▸ Estratto della pagina:
******

Parte dall'Australia la proposta di un progetto di legge contro i troll. Il primo ministro Scott Morrison si è intestato una battaglia che punta a irrobustire – con profili a tratti innovativi rispetto ad alcune precedenti e recenti pronunce giurisprudenziali – la politica di contrasto della diffamazione attraverso i social network. Nella visione del capo di governo si configurerebbe addirittura una responsabilità delle piattaforme, con quest'ultime costrette a fornire maggiori dettagli per ricostruire l'identità di quegli utenti che pubblicano commenti denigranti l'altrui reputazione, cancellandone così l'anonimato online.

Anonimato online, l'impegno del primo ministro australiano

Il pacchetto normativo, sul quale il Parlamento si pronuncerà all'inizio dell'anno prossimo, prende atto del dilagante fenomeno dei profili fake – il cui scopo esclusivo è appunto quello di disseminare odio attraverso la tastiera di un computer o davanti a uno schermo touch di un dispositivo mobile – e della necessità di riportare entro la cornice della legalità una tematica sulla quale si era pronunciato di recente anche il Presidente degli Stati Uniti Joe Biden, arrivando a sostenere che «la disinformazione veicolata attraverso i social sta uccidendo le persone».

Altrettanto lapidario è il commento del primo ministro dell'Australia, che in una conferenza stampa televisiva ha affermato che «il mondo online non dev'essere un selvaggio west in cui bot, hater e troll si muovono liberamente e anonimamente con lo scopo di danneggiare le persone, restando di fatto impuniti».

Lotta all'anonimato online: pronto un sistema di reclamo

Il progetto di legge contro l'anonimato online si può riassumere in tre battute e prevede la creazione di un sistema di reclamo a beneficio delle persone che si ritengono diffamate da post sui social network: lo scopo, in particolare, è incentivare la vittima – mediante una semplificazione della procedura – a denunciare l'accaduto, portando in questo modo alla definitiva rimozione del contenuto incriminato. Il social network chiederà legalmente al diffamatore il consenso al rilascio dei suoi dati personali se quest'ultimo non provvede a cancellare il commento, e nell'eventualità del protrarsi del rifiuto da parte dello stesso diffamante, la piattaforma digitale potrebbe poi essere costretta, attraverso il cosiddetto "ordine di divulgazione delle informazioni dell'utente finale" introdotto dalla bozza legislativa, a fornire alla Corte Federale i dati personali del commentatore.

E ciò a prescindere dal suo effettivo consenso.

La responsabilità dei social

Il progetto di legge insiste soprattutto in un'altra novità: la responsabilità diretta dei social network, e ciò in aderenza all'incipit secondo cui «le piattaforme che hanno creato lo spazio virtuale devono curare il rispetto della legalità, rendendolo perciò sicuro». Una presa di posizione che, per stessa ammissione del procuratore generale federale Michaelia Cash, si pone come ribaltamento di un recente caso giudiziario, che ha stabilito – non con senza perplessità – che le aziende di media sono ritenute responsabili dei commenti pubblicati dagli utenti terzi, e questo varrebbe a prescindere da un'espressione conoscenza. La pronuncia dell'Alta Corte aveva infatti innescato un effetto domino, portando alcune società – come la CNN – a disabilitare la pagina Facebook personale in Australia. «È importante garantire a tutti di avere certezza su quale sia il soggetto responsabile dei commenti di terze parti», ha affermato Cash.

******

▸ Record forniti:
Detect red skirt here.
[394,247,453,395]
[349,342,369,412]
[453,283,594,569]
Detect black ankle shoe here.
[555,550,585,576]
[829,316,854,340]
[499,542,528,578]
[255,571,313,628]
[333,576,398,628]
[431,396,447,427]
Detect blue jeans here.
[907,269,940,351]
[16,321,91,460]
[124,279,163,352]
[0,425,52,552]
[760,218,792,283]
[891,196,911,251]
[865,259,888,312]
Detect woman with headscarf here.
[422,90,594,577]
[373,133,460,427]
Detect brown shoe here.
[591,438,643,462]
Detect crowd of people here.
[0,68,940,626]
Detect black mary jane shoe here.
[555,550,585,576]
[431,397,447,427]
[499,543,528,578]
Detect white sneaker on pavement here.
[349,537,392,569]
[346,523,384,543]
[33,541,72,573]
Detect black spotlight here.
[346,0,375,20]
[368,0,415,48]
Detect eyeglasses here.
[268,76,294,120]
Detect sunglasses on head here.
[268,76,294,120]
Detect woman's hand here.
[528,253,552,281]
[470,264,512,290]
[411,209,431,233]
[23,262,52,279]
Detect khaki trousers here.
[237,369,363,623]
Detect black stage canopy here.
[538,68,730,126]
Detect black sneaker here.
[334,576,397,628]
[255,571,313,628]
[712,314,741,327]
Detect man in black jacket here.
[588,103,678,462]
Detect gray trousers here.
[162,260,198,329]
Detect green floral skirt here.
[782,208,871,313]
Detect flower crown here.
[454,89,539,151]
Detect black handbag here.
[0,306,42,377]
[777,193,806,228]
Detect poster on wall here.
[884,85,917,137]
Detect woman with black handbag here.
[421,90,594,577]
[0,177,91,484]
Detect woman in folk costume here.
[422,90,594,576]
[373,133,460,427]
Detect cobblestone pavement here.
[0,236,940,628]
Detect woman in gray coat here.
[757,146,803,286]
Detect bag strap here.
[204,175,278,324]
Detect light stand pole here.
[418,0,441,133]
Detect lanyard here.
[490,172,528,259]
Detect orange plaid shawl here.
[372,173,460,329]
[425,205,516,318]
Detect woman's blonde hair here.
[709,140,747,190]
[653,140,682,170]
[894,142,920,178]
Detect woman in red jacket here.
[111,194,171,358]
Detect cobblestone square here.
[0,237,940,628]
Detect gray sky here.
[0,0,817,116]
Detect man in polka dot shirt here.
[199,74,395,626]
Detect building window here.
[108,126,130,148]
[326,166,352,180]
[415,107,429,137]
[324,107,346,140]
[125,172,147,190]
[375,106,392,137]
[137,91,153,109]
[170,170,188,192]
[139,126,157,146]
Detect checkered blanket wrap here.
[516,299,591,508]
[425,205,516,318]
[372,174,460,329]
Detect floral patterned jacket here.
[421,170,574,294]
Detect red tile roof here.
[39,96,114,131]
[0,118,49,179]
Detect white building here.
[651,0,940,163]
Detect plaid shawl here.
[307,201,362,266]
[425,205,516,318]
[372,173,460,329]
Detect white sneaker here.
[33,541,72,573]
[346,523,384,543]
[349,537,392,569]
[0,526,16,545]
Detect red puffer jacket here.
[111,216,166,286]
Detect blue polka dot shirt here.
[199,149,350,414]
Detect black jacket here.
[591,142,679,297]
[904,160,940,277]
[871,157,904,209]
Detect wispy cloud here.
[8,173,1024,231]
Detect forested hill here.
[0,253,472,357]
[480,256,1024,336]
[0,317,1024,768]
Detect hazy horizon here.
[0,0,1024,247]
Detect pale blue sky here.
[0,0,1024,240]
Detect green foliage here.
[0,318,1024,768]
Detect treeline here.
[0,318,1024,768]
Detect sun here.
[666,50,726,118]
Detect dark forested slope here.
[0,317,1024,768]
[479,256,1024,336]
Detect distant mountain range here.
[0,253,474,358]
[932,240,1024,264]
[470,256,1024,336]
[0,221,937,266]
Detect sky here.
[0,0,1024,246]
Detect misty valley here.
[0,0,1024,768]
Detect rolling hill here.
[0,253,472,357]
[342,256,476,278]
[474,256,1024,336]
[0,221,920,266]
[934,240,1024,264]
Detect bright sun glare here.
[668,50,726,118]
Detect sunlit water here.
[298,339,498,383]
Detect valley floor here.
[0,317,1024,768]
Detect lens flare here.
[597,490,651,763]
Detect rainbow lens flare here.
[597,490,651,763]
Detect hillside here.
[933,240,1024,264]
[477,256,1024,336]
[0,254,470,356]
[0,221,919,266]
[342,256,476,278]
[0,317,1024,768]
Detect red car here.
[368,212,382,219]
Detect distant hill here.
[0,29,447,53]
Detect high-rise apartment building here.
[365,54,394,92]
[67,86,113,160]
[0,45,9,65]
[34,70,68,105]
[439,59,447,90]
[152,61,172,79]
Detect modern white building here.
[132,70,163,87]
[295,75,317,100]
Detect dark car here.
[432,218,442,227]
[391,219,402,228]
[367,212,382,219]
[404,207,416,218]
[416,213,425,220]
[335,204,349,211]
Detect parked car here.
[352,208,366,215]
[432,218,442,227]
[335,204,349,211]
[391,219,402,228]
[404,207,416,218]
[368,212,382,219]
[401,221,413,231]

******

▸ Esercizio assegnato 1:
Rispondi a queste domande sull'articolo riguardante la legge australiana contro i troll:
(a) Come si chiama il primo ministro australiano che ha proposto il progetto di legge?
(b) Quando si pronuncerà il Parlamento sul pacchetto normativo?
(c) Quale società viene citata come esempio di chi ha disabilitato la pagina Facebook in Australia dopo la pronuncia dell'Alta Corte?
▸ Esercizio assegnato 2:
Ricopia parola per parola il passo dell'articolo sulla legge australiana contro i troll, partendo da "Parte dall'Australia la" e arrivando fino a "così l'anonimato online.".
▸ Esercizio assegnato 3:
Elenca tutte le persone chiamate per nome nell'articolo sulla legge australiana contro i troll.
I record non servono a nulla in questo lavoro.

▸ Risultato esercizio 1:
(a) Scott Morrison.
(b) All'inizio dell'anno prossimo.
(c) La CNN.

▸ Risultato esercizio 2:
Parte dall'Australia la proposta di un progetto di legge contro i troll. Il primo ministro Scott Morrison si è intestato una battaglia che punta a irrobustire – con profili a tratti innovativi rispetto ad alcune precedenti e recenti pronunce giurisprudenziali – la politica di contrasto della diffamazione attraverso i social network. Nella visione del capo di governo si configurerebbe addirittura una responsabilità delle piattaforme, con quest'ultime costrette a fornire maggiori dettagli per ricostruire l'identità di quegli utenti che pubblicano commenti denigranti l'altrui reputazione, cancellandone così l'anonimato online.

▸ Risultato esercizio 3:
Scott Morrison
Joe Biden
Michaelia Cash